● AIM OF THE TASK
Run through the records and show each line that includes the string "gemstone".

● PROVIDED RECORDS

───

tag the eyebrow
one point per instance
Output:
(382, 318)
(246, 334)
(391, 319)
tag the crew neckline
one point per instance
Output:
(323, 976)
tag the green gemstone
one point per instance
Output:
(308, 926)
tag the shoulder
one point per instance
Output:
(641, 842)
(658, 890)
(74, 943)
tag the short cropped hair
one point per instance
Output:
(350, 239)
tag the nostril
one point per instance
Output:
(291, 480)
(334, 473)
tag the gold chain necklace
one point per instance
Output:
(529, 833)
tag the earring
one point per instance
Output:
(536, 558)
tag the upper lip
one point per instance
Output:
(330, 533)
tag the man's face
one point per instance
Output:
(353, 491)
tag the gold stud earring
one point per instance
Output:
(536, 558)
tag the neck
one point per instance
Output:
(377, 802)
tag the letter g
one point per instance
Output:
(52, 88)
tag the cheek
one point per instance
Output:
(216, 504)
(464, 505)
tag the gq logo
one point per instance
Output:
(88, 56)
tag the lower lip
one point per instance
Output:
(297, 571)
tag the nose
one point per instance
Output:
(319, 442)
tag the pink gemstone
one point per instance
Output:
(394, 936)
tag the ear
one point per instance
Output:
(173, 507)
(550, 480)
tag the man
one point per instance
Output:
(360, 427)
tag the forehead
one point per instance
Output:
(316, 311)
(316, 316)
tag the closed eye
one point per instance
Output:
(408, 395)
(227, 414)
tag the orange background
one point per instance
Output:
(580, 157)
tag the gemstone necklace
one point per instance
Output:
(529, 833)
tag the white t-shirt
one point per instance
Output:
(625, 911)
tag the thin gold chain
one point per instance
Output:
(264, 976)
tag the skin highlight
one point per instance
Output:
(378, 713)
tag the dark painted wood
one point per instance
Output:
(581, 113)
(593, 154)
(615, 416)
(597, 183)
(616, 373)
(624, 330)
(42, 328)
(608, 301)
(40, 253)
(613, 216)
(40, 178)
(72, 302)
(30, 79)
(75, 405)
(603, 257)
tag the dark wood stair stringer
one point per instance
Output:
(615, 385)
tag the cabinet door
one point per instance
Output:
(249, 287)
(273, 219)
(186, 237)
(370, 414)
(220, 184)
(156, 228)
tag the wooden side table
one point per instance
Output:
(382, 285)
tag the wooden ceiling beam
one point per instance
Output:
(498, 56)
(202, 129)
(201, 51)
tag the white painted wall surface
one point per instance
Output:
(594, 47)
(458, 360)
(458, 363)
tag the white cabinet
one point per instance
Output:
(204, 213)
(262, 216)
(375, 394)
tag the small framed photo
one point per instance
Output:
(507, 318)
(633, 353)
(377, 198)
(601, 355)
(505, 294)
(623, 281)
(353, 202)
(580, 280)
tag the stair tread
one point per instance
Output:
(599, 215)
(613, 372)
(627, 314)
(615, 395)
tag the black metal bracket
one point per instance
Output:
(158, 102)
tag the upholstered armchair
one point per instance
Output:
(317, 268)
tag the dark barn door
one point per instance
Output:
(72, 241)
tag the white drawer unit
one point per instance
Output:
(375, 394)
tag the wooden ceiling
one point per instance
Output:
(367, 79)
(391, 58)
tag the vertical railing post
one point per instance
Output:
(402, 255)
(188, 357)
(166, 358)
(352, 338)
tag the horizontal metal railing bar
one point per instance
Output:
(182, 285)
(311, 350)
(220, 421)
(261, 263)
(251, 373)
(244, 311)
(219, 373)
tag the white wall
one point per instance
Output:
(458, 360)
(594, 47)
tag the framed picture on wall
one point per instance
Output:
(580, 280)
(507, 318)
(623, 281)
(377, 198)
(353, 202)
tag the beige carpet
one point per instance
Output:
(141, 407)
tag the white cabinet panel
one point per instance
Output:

───

● COMPLETED TASK
tag the green gemstone
tag the pink gemstone
tag the gemstone necklace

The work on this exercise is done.